■ WHAT IS BEING ASKED ■
Please read the abstract on enzymatic enantioselectivity below and state how the enthalpic and entropic contributions to enantioselectivity compare in magnitude.

■ EXCERPT TO READ ■
_ _ _

The Temperature Dependence of Enzymatic Kinetic Resolutions Reveals the Relative Contribution of Enthalpy and Entropy to Enzymatic Enantioselectivity

Abstract

The temperature dependence of the enantioselectivity of several lipase-catalyzed hydrolysis and acylation reactions of racemic esters and alcohols has been determined. From the results we estimated the difference in activation enthalpy (δδH#) and activation entropy (δδS#) for the two enantiomers in the enantioselective reaction step. Contrary to earlier suggestions, we found that the enthalpic and entropic contributions to the enantioselectivity are of similar magnitude. A plot of δδH# versus δδS#-values of data available in the literature for various enzyme-substrate combinations revealed a tempting correlation between the enthalpic and entropic contributions. This observation would imply enthalpy-entropy compensation to be a general feature of enantioselective enzymatic catalysis. On closer inspection of the data set it was realized that this trend must be considered fortuitous. It originates from the non-random collection of those enzyme-substrate combinations for which the numerical value of the enantiomeric ratio can be measured with a suitable degree of accuracy at ambient temperatures. Indications for the occurrence of genuine enthalpy-entropy compensation, however, have been observed for series of homologous substrates and changes of solvent composition.

_ _ _

■ GIVEN MATERIAL ■

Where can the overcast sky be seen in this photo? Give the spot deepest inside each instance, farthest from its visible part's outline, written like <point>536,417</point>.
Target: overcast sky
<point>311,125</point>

_ _ _

■ RESULT OF THIS TASK ■
They are of similar magnitude.